● EXERCISE OBJECTIVE:
Recast the entries below as a Markdown table with two columns, Row and Entry line, giving each line its own numbered row and skipping blank lines. Leave the pictures out of your answer.

● DATA EXTRACT:

:::::

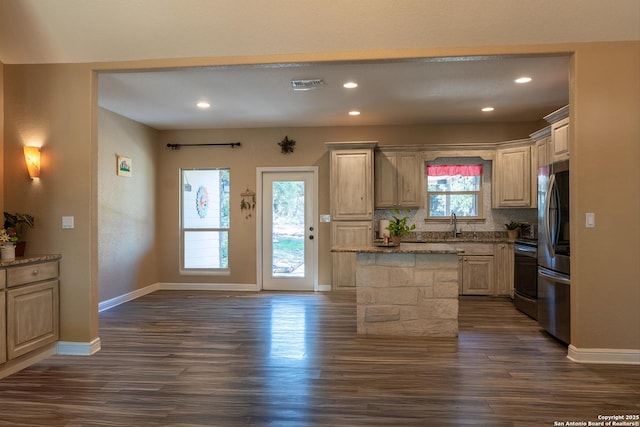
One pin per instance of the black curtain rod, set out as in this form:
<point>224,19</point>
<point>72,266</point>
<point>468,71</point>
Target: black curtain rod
<point>177,146</point>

:::::

● TASK ANSWER:
| Row | Entry line |
|---|---|
| 1 | One pin per instance of the black curtain rod, set out as in this form: |
| 2 | <point>224,19</point> |
| 3 | <point>72,266</point> |
| 4 | <point>468,71</point> |
| 5 | Target: black curtain rod |
| 6 | <point>177,146</point> |